__Brano citato__.
------------

KANZLER, Hermann
Nacque il 28 marzo 1822 a Weingarten, nel Granducato di Baden, da Maximilian, funzionario statale dell'amministrazione carceraria, e da Maria Magdalene Krehmer. Terminati gli studi al liceo di Mannheim, entrò nel collegio militare di Karlsruhe, uscendone come sottotenente destinato al 4° reggimento fanteria. Promosso tenente il 25 maggio 1841, nel gennaio del 1844 si dimise dall'esercito granducale dopo essersi rifiutato, come cattolico, di battersi a duello con un collega che lo aveva sfidato.
Ancora incerto circa il proprio futuro, il K. soggiornò per alcuni mesi in Inghilterra, ove s'impratichì della lingua, che parlò insieme con l'italiano, il francese e lo spagnolo. Risoltosi, infine, a riprendere la carriera delle armi, scelse di porsi al servizio della S. Sede e, il 1° sett. 1845, si arruolò come cadetto nel 1° reggimento della Brigata estera pontificia, costituita nel 1833 per presidiare le irrequiete Legazioni e le Marche e formata nella quasi totalità da elementi svizzeri. Venne promosso sottotenente il 12 marzo 1847, lo stesso giorno in cui si unì in matrimonio con Letizia Pepoli, appartenente a una fra le più note famiglie dell'aristocrazia bolognese. Tuttavia, la giovane morì l'anno successivo, così come il bambino nato da questa unione. Com'è attestato dalla corrispondenza conservata presso l'Archivio segreto Vaticano, il K. rimase comunque assai legato ai Pepoli, anche dopo il suo secondo matrimonio.

------------

Estratti di dataset per l'etichettatura di punti
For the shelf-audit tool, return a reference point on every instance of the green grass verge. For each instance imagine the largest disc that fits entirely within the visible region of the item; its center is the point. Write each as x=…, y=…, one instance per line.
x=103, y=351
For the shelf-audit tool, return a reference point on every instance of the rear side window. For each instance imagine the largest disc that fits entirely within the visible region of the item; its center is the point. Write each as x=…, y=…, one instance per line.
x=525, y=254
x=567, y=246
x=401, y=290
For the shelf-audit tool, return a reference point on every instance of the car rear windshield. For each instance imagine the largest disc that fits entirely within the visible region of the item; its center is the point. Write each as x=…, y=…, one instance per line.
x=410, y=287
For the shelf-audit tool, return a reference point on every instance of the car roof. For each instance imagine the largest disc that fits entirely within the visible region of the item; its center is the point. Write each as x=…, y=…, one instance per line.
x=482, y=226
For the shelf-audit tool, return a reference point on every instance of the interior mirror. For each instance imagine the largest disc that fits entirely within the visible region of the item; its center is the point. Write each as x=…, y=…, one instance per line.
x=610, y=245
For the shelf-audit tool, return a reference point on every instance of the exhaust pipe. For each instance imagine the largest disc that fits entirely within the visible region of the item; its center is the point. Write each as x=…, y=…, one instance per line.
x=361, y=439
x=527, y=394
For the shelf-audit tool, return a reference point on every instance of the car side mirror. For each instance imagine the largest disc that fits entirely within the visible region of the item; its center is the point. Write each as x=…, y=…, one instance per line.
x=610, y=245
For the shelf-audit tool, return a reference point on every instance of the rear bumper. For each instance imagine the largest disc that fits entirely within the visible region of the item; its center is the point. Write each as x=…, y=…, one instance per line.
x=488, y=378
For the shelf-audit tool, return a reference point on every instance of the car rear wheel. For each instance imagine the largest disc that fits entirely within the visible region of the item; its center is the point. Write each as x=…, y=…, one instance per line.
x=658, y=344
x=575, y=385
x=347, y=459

------------

__Esercizi da svolgere__.
1. Rispondi alle seguenti domande sulla biografia di Hermann Kanzler:
(a) In quale città frequentò il liceo?
(b) In che data fu promosso tenente?
(c) Chi sposò il 12 marzo 1847?
2. Trascrivi dalla biografia di Hermann Kanzler il brano che inizia con le parole "KANZLER, Hermann" e si chiude dopo le parole "lo aveva sfidato.".
I dati non servono per questo lavoro.

__Risposte agli esercizi__.
1.
(a) A Mannheim.
(b) Il 25 maggio 1841.
(c) Letizia Pepoli.

2.
KANZLER, Hermann
Nacque il 28 marzo 1822 a Weingarten, nel Granducato di Baden, da Maximilian, funzionario statale dell'amministrazione carceraria, e da Maria Magdalene Krehmer. Terminati gli studi al liceo di Mannheim, entrò nel collegio militare di Karlsruhe, uscendone come sottotenente destinato al 4° reggimento fanteria. Promosso tenente il 25 maggio 1841, nel gennaio del 1844 si dimise dall'esercito granducale dopo essersi rifiutato, come cattolico, di battersi a duello con un collega che lo aveva sfidato.